The article below covers a guide to state benefits enrollment websites. List the federally funded programs that the guide examines.

#### [Page excerpt]
[Start of section]

Connecting state and local government leaders
Civic tech organization Code for America analyzed state social services websites for customer experience. A few states stood out.
A new online guide analyzes social services benefits enrollment sites across the country so states can see how they stack up against their counterparts in reducing resident burden and streamlining safety net program applications.
The Benefits Enrollment Field Guide, developed by civic tech organization Code for America (CfA), includes an interactive chart that visualizes the accessibility of benefits program applications and websites within each state, including the District of Columbia and Puerto Rico. The chart assesses a site’s reading level, mobile responsiveness, application completion time and requirements for registration and knowledge-based verification among other features.
The guide examines the following federally funded programs:
- Modified Adjusted Gross Income (MAGI) Medicaid
- Supplemental Nutrition Assistance Program (SNAP)
- Temporary Assistance for Needy Families (TANF)
- Child Care Assistance Program (CCAP)
- The Special Supplemental Nutrition Program for Women, Infants, and Children (WIC)
Officials can use the field guide to explore how other states are making their enrollment processes more efficient to reduce participation gaps, CfA’s Program Director of Integrated Benefits Dustin Palmer told GCN. For instance, a few states have enabled mobile-friendly document uploaders, which expedites the enrollment process and eliminates the need for faxing, mailing or hand delivering documents, according to the field guide site.
The guide, which launched today, builds upon CfA’s 2019 project, which analyzed more than 70 benefits applications for SNAP, Medicaid, TANF, WIC and the Low Income Home Energy Assistance Program. Because LIHEAP is a “relatively small program that is primarily administered locally,” it was replaced by CCAP this year, according to the field guide.
“We ended up … sharing data on  different websites as part of this project, and 44 of them were brand new since we looked at them in … 2019,” Palmer said. “It's a much more dynamic environment than we really expected. Every state is making strides towards these digital tools.”
Since 2019 analysis, the pandemic put pressure on states to integrate their safety net programs and make them more web- and mobile-friendly, CfA’s Senior Program Manager of Safety Net Best Practices Sara Soka told GCN.
Prepandemic data showed only 43% of online applications were mobile responsive, and no states offered integrated applications across all safety net programs evaluated by CfA, according to the field guide site.
In 2023, however, the percentage of mobile-responsive online applications increased to 69%, and five states now have integrated applications for Medicaid, SNAP, TANF, CCAP and WIC.
But barriers remain. CfA found 70% of applications still required burdensome account registrations to access benefits applications, and many forms are not offered in other languages such as Spanish, according to a press release.

[End of section]

#### [Available data]
[Start of section]

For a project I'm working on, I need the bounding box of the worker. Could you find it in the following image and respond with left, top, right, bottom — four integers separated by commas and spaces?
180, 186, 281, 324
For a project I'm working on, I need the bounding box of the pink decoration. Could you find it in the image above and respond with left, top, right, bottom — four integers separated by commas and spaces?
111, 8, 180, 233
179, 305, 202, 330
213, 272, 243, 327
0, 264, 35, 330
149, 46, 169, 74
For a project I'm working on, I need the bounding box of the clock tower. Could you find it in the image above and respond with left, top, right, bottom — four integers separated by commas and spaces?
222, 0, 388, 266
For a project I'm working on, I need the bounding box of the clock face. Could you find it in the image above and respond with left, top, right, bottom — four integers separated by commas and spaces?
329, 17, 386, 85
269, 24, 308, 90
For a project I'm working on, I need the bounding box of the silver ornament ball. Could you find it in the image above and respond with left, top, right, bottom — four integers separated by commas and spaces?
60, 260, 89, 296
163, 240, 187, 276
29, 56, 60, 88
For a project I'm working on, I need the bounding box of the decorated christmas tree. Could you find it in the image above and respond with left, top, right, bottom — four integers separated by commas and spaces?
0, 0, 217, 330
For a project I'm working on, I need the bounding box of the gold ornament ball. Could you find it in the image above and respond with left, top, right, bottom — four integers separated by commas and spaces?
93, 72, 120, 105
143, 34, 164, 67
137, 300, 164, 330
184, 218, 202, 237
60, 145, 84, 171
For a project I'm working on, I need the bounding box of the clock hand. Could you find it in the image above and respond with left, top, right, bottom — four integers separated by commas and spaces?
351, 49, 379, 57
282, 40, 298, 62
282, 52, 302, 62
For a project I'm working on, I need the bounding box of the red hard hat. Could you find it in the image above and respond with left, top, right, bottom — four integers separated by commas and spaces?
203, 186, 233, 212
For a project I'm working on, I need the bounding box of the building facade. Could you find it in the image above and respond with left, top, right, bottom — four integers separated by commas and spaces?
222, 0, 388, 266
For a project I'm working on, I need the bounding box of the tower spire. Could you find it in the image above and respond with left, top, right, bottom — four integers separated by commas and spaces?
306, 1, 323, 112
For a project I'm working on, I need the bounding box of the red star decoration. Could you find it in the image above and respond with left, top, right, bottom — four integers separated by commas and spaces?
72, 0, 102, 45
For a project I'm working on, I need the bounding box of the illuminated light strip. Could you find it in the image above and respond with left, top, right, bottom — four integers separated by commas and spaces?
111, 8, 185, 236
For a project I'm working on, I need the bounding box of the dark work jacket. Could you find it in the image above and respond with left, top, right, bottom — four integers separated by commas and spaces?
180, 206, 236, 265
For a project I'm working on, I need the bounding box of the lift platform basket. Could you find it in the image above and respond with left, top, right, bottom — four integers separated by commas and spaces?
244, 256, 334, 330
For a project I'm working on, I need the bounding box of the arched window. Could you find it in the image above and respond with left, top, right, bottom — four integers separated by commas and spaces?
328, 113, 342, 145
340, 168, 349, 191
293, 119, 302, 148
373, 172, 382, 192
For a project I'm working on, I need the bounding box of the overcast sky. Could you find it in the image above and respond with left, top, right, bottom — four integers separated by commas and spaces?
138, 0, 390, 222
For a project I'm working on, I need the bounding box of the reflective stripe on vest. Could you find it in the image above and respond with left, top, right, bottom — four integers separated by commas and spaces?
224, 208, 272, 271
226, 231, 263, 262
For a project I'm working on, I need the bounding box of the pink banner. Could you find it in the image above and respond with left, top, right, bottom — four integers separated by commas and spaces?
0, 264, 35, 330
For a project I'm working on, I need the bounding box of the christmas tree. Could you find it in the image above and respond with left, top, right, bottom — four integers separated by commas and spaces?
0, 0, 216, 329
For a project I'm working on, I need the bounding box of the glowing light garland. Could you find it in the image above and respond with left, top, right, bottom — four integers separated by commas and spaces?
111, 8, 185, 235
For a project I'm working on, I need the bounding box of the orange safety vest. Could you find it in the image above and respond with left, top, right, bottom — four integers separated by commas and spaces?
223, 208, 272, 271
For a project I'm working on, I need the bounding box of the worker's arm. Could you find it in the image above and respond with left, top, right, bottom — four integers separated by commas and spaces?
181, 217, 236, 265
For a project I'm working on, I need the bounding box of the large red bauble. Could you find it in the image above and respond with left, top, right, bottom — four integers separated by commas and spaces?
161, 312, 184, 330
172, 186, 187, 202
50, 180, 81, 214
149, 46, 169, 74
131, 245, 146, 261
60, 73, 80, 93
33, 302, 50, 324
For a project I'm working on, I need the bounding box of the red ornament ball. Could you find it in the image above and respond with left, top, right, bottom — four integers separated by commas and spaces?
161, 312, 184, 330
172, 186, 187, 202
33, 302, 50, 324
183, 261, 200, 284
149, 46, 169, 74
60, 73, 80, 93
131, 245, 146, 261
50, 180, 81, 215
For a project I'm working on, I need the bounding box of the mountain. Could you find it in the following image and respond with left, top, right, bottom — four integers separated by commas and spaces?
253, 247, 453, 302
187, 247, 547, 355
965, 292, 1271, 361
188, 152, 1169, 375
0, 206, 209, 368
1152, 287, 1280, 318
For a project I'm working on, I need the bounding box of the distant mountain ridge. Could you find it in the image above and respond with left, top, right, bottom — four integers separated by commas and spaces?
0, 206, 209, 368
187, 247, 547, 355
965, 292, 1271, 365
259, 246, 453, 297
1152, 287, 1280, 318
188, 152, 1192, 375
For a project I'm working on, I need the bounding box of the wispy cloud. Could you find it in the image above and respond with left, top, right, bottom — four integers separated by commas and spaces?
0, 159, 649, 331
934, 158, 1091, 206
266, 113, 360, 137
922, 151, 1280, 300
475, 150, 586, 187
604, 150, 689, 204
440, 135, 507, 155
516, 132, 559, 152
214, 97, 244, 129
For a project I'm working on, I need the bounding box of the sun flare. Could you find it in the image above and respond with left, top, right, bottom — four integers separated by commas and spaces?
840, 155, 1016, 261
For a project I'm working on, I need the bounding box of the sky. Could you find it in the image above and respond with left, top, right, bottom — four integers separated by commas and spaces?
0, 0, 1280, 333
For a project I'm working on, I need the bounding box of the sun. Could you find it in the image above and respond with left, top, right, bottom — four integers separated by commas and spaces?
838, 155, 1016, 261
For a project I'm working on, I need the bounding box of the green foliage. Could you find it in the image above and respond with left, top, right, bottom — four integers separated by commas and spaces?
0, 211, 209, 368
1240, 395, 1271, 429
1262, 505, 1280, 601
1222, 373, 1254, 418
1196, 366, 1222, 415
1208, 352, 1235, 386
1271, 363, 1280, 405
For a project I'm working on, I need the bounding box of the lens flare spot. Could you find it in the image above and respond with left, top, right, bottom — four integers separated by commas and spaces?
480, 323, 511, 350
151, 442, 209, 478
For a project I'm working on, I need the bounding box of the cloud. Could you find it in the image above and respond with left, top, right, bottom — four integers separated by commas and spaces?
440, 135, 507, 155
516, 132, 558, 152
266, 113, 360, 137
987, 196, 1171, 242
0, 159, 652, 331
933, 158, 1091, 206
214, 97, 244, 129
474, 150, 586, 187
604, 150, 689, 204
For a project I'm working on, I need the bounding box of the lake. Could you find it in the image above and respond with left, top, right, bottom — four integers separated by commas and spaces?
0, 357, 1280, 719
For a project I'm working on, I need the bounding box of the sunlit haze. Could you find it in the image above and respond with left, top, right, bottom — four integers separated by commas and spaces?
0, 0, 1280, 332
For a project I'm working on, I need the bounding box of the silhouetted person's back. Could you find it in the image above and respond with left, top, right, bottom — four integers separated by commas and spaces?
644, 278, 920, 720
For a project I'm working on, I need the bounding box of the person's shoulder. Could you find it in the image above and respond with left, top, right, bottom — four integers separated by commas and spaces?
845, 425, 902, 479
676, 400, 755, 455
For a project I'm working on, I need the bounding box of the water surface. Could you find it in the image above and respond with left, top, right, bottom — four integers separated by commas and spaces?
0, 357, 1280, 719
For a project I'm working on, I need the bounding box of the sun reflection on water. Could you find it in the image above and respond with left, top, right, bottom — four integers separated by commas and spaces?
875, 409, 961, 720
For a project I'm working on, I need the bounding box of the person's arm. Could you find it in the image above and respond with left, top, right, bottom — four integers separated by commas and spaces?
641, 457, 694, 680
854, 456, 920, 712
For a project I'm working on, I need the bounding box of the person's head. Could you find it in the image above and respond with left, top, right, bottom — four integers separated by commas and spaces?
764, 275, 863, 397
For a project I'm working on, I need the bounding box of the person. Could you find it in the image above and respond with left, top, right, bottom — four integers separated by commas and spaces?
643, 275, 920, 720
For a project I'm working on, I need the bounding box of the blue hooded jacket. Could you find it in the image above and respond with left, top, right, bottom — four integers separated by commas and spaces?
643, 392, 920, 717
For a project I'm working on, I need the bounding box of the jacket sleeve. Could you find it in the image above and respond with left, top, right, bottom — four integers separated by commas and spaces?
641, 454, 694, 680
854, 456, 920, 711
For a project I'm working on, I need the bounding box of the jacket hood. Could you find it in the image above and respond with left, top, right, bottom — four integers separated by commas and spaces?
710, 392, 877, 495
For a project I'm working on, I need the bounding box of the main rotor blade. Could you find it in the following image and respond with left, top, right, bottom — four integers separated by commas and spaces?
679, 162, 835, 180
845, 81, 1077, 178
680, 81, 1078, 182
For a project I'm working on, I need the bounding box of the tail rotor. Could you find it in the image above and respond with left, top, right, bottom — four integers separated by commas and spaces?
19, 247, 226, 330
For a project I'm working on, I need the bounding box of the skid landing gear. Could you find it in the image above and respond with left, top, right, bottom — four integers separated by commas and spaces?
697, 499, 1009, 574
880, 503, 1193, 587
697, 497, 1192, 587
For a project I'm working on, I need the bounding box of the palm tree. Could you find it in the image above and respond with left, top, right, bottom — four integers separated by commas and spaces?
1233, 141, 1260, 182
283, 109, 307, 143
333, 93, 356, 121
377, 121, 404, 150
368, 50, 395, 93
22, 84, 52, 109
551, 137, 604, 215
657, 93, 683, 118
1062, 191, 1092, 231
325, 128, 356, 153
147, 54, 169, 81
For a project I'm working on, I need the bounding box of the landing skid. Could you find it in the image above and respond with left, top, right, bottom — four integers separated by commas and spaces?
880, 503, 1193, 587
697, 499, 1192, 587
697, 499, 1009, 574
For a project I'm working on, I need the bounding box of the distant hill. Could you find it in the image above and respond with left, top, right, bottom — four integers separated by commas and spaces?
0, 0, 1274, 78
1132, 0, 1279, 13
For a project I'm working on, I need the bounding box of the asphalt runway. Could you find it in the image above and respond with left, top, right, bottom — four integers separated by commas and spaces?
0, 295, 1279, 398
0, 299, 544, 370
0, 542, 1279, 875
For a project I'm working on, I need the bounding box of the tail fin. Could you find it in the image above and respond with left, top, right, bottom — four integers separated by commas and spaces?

[End of section]

#### [Response area]
- Modified Adjusted Gross Income (MAGI) Medicaid
- Supplemental Nutrition Assistance Program (SNAP)
- Temporary Assistance for Needy Families (TANF)
- Child Care Assistance Program (CCAP)
- The Special Supplemental Nutrition Program for Women, Infants, and Children (WIC)